What to produce ::
Which lines of the listing hold the string "railing"? Show each of them.
--------------------------------
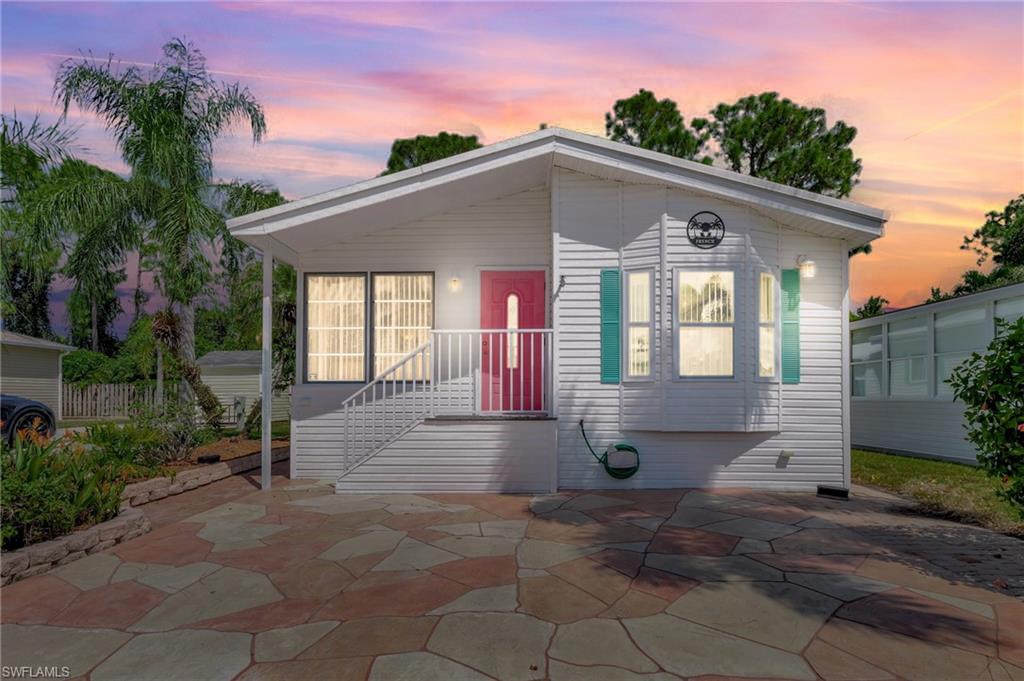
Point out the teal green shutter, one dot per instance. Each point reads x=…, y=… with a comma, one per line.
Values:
x=611, y=306
x=791, y=326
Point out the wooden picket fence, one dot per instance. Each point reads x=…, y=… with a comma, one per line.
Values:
x=110, y=400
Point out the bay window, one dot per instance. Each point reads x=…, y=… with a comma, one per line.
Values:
x=957, y=334
x=866, y=362
x=706, y=321
x=766, y=325
x=640, y=321
x=403, y=314
x=339, y=329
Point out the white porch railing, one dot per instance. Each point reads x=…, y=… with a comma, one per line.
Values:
x=481, y=373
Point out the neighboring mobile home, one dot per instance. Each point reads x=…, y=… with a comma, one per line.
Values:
x=459, y=320
x=233, y=378
x=31, y=368
x=900, y=399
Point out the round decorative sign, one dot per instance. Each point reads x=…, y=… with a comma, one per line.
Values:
x=706, y=229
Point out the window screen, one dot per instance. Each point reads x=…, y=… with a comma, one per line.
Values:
x=706, y=316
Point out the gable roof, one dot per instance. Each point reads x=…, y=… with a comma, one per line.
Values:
x=230, y=358
x=523, y=163
x=12, y=338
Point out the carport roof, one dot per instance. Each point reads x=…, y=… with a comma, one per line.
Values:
x=12, y=338
x=523, y=163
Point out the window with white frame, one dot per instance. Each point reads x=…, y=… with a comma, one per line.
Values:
x=908, y=357
x=337, y=322
x=640, y=324
x=766, y=325
x=403, y=315
x=865, y=358
x=957, y=334
x=336, y=325
x=706, y=321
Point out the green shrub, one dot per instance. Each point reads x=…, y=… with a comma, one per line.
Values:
x=991, y=387
x=176, y=424
x=49, y=490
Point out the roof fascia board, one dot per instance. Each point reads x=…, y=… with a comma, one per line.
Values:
x=716, y=187
x=369, y=188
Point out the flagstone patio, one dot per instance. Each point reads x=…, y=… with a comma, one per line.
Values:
x=299, y=583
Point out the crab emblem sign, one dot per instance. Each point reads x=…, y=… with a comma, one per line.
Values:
x=706, y=229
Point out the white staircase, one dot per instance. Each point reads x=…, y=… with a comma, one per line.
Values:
x=457, y=373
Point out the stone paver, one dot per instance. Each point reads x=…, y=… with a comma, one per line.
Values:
x=178, y=655
x=599, y=642
x=285, y=643
x=239, y=584
x=508, y=646
x=489, y=599
x=708, y=568
x=558, y=671
x=539, y=554
x=421, y=667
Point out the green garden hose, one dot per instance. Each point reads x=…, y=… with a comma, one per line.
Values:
x=620, y=473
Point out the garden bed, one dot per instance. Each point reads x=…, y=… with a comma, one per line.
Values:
x=44, y=556
x=197, y=475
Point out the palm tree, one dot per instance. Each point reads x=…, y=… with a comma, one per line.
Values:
x=100, y=244
x=165, y=124
x=30, y=153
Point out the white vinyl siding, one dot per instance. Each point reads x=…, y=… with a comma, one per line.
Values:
x=694, y=432
x=230, y=382
x=32, y=373
x=706, y=323
x=767, y=317
x=336, y=332
x=403, y=313
x=923, y=419
x=512, y=231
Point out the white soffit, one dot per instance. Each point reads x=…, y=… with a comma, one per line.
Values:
x=525, y=163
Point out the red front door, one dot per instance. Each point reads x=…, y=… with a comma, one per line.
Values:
x=512, y=360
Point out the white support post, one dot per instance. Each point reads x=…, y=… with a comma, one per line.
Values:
x=266, y=370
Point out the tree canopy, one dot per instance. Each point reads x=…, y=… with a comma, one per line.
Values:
x=412, y=152
x=647, y=122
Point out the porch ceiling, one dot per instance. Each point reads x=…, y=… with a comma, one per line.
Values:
x=525, y=163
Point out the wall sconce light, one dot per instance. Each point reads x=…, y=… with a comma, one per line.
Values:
x=807, y=266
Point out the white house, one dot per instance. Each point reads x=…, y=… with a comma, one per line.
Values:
x=233, y=378
x=31, y=368
x=459, y=320
x=900, y=363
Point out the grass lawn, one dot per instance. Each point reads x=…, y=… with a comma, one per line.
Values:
x=943, y=488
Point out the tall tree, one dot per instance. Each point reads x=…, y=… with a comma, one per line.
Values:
x=99, y=246
x=30, y=153
x=413, y=152
x=1000, y=238
x=779, y=140
x=165, y=124
x=647, y=122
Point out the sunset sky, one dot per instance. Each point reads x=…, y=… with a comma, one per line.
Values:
x=935, y=90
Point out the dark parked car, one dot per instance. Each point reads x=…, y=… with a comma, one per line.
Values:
x=22, y=416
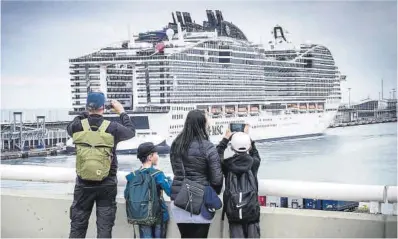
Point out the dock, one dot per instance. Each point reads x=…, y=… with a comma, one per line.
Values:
x=26, y=139
x=31, y=153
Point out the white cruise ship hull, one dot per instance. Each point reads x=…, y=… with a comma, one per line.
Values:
x=272, y=128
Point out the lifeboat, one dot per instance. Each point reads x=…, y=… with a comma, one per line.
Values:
x=242, y=110
x=254, y=110
x=303, y=106
x=229, y=110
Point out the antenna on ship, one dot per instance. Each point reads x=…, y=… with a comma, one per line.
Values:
x=170, y=34
x=131, y=38
x=180, y=36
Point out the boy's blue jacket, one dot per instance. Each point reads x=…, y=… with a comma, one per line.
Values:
x=162, y=181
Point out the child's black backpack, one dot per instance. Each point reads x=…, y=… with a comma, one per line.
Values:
x=241, y=198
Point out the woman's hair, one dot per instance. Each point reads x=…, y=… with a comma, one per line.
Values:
x=194, y=129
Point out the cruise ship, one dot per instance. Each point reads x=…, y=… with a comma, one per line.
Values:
x=281, y=90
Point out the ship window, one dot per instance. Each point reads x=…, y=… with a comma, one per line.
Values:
x=140, y=122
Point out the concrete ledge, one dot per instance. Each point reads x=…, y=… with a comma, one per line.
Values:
x=27, y=214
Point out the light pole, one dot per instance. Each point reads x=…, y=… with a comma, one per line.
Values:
x=349, y=97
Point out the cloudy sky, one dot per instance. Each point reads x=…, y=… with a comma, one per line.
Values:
x=38, y=38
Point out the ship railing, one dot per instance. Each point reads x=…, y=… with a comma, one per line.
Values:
x=379, y=196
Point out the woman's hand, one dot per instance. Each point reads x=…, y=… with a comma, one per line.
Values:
x=246, y=130
x=228, y=134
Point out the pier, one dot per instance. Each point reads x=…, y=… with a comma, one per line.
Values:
x=19, y=139
x=367, y=112
x=47, y=215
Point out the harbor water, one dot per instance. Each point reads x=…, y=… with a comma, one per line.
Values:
x=364, y=154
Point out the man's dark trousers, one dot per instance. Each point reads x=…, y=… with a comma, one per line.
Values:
x=104, y=196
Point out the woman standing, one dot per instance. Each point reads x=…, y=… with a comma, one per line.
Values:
x=194, y=159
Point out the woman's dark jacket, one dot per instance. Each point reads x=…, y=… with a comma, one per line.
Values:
x=202, y=164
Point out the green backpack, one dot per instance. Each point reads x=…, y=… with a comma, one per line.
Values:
x=93, y=151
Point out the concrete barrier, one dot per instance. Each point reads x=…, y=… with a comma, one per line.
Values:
x=283, y=188
x=30, y=214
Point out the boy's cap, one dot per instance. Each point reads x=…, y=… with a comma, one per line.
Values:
x=145, y=149
x=211, y=203
x=95, y=100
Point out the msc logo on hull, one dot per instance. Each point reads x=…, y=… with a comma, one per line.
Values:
x=215, y=130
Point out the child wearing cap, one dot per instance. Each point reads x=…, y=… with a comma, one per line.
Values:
x=240, y=170
x=147, y=154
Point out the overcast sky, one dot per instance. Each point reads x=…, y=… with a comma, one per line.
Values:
x=38, y=38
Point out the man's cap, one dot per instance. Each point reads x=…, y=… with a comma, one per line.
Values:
x=95, y=100
x=211, y=203
x=145, y=149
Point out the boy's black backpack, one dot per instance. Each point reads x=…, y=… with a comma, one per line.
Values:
x=241, y=198
x=142, y=200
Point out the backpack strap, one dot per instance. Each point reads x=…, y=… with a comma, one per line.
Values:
x=156, y=172
x=85, y=125
x=104, y=125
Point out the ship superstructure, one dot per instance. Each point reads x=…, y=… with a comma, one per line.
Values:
x=281, y=90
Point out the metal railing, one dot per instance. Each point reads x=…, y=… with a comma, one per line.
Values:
x=377, y=194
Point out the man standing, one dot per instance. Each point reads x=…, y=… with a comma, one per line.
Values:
x=95, y=140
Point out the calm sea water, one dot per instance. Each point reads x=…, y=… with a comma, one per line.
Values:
x=359, y=155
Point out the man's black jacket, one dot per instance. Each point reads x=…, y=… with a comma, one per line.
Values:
x=120, y=132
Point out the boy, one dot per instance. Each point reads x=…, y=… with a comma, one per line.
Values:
x=240, y=198
x=147, y=154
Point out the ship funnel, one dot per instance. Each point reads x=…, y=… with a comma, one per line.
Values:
x=170, y=34
x=180, y=36
x=131, y=38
--------------------------------
Result of this exercise ::
Point out the white porch railing, one dot per instance. Each point reads x=…, y=… with a comma, one per line.
Point out the ship railing, one dot per instance. Each point reads x=…, y=… with a comma, one per line.
Point out the metal railing, one dot per instance. Each point reads x=…, y=… with a comma, one per line.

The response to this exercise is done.